• _WHAT IS BEING ASKED_:
Can you return every line of the records below, character for character and with nothing changed?

------ INPUT ------

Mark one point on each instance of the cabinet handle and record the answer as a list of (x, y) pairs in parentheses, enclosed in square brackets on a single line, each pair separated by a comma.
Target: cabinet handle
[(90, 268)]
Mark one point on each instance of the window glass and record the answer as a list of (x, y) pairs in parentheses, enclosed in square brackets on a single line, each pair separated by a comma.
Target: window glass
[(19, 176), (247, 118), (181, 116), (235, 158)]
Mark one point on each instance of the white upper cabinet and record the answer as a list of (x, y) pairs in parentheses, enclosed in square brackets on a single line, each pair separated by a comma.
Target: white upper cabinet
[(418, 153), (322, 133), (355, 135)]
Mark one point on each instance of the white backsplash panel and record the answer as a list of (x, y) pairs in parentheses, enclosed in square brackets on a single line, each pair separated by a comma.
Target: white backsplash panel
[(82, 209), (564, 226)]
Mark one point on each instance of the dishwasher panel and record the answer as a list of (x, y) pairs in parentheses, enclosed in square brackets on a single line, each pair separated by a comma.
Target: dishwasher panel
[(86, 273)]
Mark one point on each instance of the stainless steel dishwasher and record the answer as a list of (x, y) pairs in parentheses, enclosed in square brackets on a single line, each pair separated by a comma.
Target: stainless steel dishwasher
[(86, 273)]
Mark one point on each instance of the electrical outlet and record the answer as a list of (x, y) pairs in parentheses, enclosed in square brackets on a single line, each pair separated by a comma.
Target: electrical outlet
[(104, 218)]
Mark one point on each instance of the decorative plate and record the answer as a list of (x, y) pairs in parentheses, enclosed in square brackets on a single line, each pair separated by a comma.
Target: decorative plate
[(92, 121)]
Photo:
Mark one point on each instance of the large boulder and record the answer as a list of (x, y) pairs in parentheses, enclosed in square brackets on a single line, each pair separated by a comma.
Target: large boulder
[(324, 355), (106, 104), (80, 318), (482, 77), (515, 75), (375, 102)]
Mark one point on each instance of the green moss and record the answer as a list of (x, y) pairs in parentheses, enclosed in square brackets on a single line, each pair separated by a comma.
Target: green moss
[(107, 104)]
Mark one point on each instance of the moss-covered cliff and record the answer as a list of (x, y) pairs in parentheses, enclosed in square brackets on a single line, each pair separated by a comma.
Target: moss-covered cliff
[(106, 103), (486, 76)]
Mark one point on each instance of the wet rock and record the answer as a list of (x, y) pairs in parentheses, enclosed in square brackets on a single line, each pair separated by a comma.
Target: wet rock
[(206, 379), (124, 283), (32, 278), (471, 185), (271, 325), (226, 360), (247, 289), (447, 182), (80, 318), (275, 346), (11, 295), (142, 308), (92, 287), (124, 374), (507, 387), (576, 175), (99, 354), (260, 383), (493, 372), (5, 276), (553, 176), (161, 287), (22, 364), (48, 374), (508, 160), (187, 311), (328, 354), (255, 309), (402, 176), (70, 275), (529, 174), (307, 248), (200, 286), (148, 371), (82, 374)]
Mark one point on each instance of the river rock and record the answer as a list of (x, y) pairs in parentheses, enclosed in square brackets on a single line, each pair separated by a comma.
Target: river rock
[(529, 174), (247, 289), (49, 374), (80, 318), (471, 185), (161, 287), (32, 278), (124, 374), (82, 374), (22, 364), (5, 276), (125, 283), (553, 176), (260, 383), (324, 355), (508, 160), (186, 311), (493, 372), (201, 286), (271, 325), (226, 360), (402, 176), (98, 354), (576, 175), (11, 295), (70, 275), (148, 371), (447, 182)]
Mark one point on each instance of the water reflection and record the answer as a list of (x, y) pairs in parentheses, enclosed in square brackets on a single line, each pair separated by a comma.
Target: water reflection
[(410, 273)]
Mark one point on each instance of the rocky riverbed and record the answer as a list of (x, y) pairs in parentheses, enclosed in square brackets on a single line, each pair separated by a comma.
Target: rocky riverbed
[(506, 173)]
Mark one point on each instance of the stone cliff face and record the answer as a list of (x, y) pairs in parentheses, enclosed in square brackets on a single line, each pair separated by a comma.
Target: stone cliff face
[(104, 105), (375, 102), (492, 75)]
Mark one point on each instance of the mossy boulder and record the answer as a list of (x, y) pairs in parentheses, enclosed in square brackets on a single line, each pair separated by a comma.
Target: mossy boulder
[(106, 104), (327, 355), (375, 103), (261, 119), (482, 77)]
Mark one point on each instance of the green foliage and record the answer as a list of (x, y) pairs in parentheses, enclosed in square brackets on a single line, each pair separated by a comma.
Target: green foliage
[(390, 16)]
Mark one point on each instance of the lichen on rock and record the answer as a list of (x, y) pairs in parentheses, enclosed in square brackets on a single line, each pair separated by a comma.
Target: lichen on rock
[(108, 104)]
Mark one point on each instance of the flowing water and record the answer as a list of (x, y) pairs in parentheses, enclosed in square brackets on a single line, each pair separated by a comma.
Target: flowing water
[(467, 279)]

------

• _THE SOLUTION_:
Mark one point on each instance of the cabinet handle and record the answer as a list of (x, y) pairs in parentheses, enclosed in square brackets on a single line, each pair separated by a comma.
Target: cabinet handle
[(90, 268)]
Mark one point on each instance of the window glass and record the answer as a list of (x, y) pairs in parentheses, enclosed in square brackets on a single line, each pair separated by a comma.
Target: window glass
[(19, 176), (247, 118), (181, 116), (235, 158)]
Mark one point on each instance of the white upper cabinet and record the answer as a list of (x, y) pairs in parentheses, enclosed in square brackets on a single line, each pair separated by a comma.
Target: white upper cabinet
[(418, 153), (322, 133), (355, 135)]
Mark one point on each instance of the white backsplash panel and record the answer as a list of (x, y) pairs in parentheses, enclosed in square brackets on a single line, each pair separated by a comma.
Target: white backsplash panel
[(82, 209), (564, 226)]
Mark one point on each instance of the dishwasher panel and record the answer as a list of (x, y) pairs in parentheses, enclosed in square brackets on a single line, each pair separated by a comma.
Target: dishwasher panel
[(86, 273)]
Mark one point on each instance of the stainless steel dishwasher and record the answer as a list of (x, y) pairs in parentheses, enclosed in square brackets on a single line, each pair separated by a comma.
Target: stainless steel dishwasher
[(86, 273)]
Mark one point on each instance of the electrical outlet and record the answer as a list of (x, y) pairs in parentheses, enclosed in square brackets on a single line, each pair separated by a comma.
Target: electrical outlet
[(104, 218)]
Mark one point on each instance of the decorative plate and record the answer as a list of (x, y) pairs in parentheses, enclosed in square brackets on a single line, each pair separated by a comma.
Target: decorative plate
[(92, 121)]
Photo:
Mark one point on each instance of the large boulder and record the answer as a list of (x, y) pairs in parentheses, enclosed in square brackets on a single line, each pair separated by a comma.
Target: large boulder
[(324, 355), (106, 104), (80, 318), (482, 77), (515, 75), (375, 102)]
Mark one point on each instance of the green moss and record the answer as a list of (x, y) pairs in parentheses, enclosed in square brackets on a single line, each pair separated by a comma.
Target: green moss
[(107, 104)]
Mark one point on each instance of the moss-covered cliff and record the answer as a list of (x, y) pairs in parentheses, enclosed in square brackets on a single line, each pair separated by a comma.
Target: moss-covered cliff
[(106, 103), (486, 76)]
Mark one point on each instance of the wet rock and record the answer as a list of (x, y) pairs in parentheses, enclosed in square brackets on a single line, each pair separated by a comma.
Target: wet rock
[(206, 379), (124, 283), (32, 278), (471, 185), (271, 325), (226, 360), (247, 289), (447, 182), (80, 318), (275, 346), (11, 295), (142, 308), (92, 287), (124, 374), (507, 387), (576, 175), (99, 354), (260, 383), (493, 372), (5, 276), (553, 176), (161, 287), (22, 364), (48, 374), (508, 160), (187, 311), (328, 354), (255, 309), (402, 176), (70, 275), (529, 174), (307, 248), (200, 286), (148, 371), (82, 374)]
Mark one point on each instance of the river rock and record the answer as a list of (x, y) pairs in parentheses, enclosed in square brackets on a single line, each pair separated by a comma.
Target: river rock
[(529, 174), (247, 289), (49, 374), (80, 318), (471, 185), (161, 287), (32, 278), (124, 374), (82, 374), (22, 364), (5, 276), (125, 283), (553, 176), (260, 383), (324, 355), (508, 160), (186, 311), (493, 372), (201, 286), (271, 325), (226, 360), (402, 176), (98, 354), (576, 175), (11, 295), (70, 275), (148, 371), (447, 182)]
Mark one point on each instance of the water reflection and record the answer as a list of (x, y) pairs in parentheses, enclosed in square brackets on a single line, each pair separated by a comma.
Target: water reflection
[(410, 273)]
Mark one point on each instance of the rocky riverbed and record the answer as a list of (x, y) pairs in parentheses, enclosed in square brackets on a single line, each pair separated by a comma.
Target: rocky riverbed
[(506, 173)]
Mark one point on each instance of the stone cliff face and record the answer as a list of (x, y) pairs in parentheses, enclosed in square brackets on a single line, each pair separated by a comma.
Target: stone cliff face
[(104, 105), (375, 102), (492, 75)]
Mark one point on each instance of the mossy boulder and record the answer as a list of (x, y) pairs in parentheses, enclosed in square brackets on a single line, each pair separated by a comma.
Target: mossy boulder
[(106, 104), (327, 355), (375, 103), (261, 119), (482, 77)]
Mark one point on each instance of the green foliage and record the answer as a list of (x, y) pairs in parentheses, enclosed in square brackets on a single line, each pair separated by a comma.
Target: green foliage
[(390, 16)]
Mark one point on each instance of the lichen on rock and record the answer as a list of (x, y) pairs in parentheses, enclosed in square brackets on a single line, each pair separated by a comma.
Target: lichen on rock
[(108, 104)]
Mark one point on each instance of the flowing water and record the answer as a list of (x, y) pairs in parentheses, enclosed in square brackets on a single line, each pair separated by a comma.
Target: flowing water
[(467, 279)]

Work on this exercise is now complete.